» Your objective
Retype all of the data. Every line must match exactly.

↓↓↓

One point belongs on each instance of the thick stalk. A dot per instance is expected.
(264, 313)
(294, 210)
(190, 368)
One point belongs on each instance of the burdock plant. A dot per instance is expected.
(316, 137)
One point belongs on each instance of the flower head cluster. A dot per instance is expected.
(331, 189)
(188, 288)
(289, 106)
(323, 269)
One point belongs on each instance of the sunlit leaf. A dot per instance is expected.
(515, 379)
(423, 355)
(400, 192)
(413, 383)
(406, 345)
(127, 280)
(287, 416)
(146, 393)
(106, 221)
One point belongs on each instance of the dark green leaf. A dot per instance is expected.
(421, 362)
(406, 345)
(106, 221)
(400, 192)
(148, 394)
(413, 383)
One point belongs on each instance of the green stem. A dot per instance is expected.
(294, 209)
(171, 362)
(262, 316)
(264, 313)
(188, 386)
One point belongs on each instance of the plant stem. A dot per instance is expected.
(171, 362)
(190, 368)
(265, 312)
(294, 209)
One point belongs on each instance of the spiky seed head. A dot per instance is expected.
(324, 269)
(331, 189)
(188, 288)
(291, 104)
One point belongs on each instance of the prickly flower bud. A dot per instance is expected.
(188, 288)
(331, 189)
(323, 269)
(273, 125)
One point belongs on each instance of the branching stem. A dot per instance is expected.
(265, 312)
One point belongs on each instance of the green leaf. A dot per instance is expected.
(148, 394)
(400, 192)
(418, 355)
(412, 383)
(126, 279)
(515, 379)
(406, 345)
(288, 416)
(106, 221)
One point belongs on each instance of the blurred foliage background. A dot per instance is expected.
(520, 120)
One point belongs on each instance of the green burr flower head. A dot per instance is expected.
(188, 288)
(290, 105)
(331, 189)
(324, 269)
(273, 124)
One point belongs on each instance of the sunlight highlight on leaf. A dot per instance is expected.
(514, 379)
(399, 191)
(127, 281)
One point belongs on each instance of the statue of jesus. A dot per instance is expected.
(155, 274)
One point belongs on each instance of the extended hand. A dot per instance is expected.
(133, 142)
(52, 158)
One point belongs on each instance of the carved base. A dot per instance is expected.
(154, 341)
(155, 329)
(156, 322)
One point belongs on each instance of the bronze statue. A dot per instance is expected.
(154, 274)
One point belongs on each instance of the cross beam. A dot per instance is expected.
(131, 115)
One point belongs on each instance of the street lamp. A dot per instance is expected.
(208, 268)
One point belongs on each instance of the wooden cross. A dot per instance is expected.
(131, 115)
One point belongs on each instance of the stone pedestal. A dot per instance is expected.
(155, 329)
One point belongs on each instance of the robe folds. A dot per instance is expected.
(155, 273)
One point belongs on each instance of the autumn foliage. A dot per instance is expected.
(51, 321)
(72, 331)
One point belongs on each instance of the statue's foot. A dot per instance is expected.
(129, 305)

↑↑↑

» Finished task
One point belongs on each instance of the thick stalk. A dot per instance is expected.
(264, 313)
(294, 210)
(190, 368)
One point belongs on each instance of the burdock plant. A dot per instance is expected.
(316, 137)
One point belongs on each instance of the flower head cluster. A dot per instance is expected.
(331, 189)
(188, 288)
(289, 106)
(323, 269)
One point belongs on each instance of the sunlit leaf. A dot per instance is expected.
(515, 379)
(423, 355)
(400, 192)
(413, 383)
(406, 345)
(127, 280)
(287, 416)
(146, 393)
(106, 221)
One point belongs on each instance of the dark green leaf. A dot per instance is expected.
(421, 362)
(406, 345)
(106, 221)
(400, 192)
(148, 394)
(413, 383)
One point belongs on each instance of the green stem. A dot per instance is expected.
(294, 209)
(171, 362)
(262, 316)
(264, 313)
(188, 386)
One point belongs on each instance of the plant stem. A dot per instance is expected.
(171, 362)
(190, 368)
(265, 312)
(294, 209)
One point belongs on each instance of the spiky seed head. A dot per instance is expected.
(324, 269)
(331, 189)
(188, 288)
(291, 104)
One point belongs on each instance of the prickly flower bud. A dot per instance is expected.
(188, 288)
(331, 189)
(323, 269)
(273, 125)
One point belongs on each instance of the branching stem. A dot per instance is expected.
(265, 312)
One point belongs on each instance of the green leaf. A dot per instance is expected.
(148, 394)
(400, 192)
(418, 355)
(412, 383)
(126, 279)
(515, 379)
(406, 345)
(288, 416)
(106, 221)
One point belongs on each instance of the blurred foliage background. A dot per instance is expected.
(520, 120)
One point belongs on each instance of the green burr flower head. A dot per instance is expected.
(188, 288)
(290, 105)
(331, 189)
(324, 269)
(273, 124)
One point belongs on each instance of the sunlight highlight on leaf. A dot per instance is expected.
(514, 379)
(399, 191)
(127, 281)
One point belongs on each instance of the statue of jesus. A dot per instance is expected.
(155, 274)
One point belongs on each instance of the extended hand. A dot per instance is expected.
(133, 142)
(52, 158)
One point belongs on each instance of the carved base. A dot per instance is expected.
(154, 341)
(155, 329)
(156, 322)
One point belongs on each instance of the bronze statue. A dot per instance is expected.
(154, 274)
One point belongs on each instance of the cross beam. A dot per instance is expected.
(131, 115)
One point belongs on each instance of the street lamp. A dot per instance is expected.
(208, 268)
One point belongs on each instance of the wooden cross. A dot per instance is expected.
(131, 115)
One point belongs on each instance of the stone pedestal. A dot per instance is expected.
(155, 329)
One point belongs on each instance of the robe folds. A dot per instance is expected.
(155, 273)
One point belongs on each instance of the autumn foliage. A dot per instance is expected.
(51, 321)
(72, 331)
One point belongs on each instance of the statue's foot. A dot per instance is expected.
(129, 305)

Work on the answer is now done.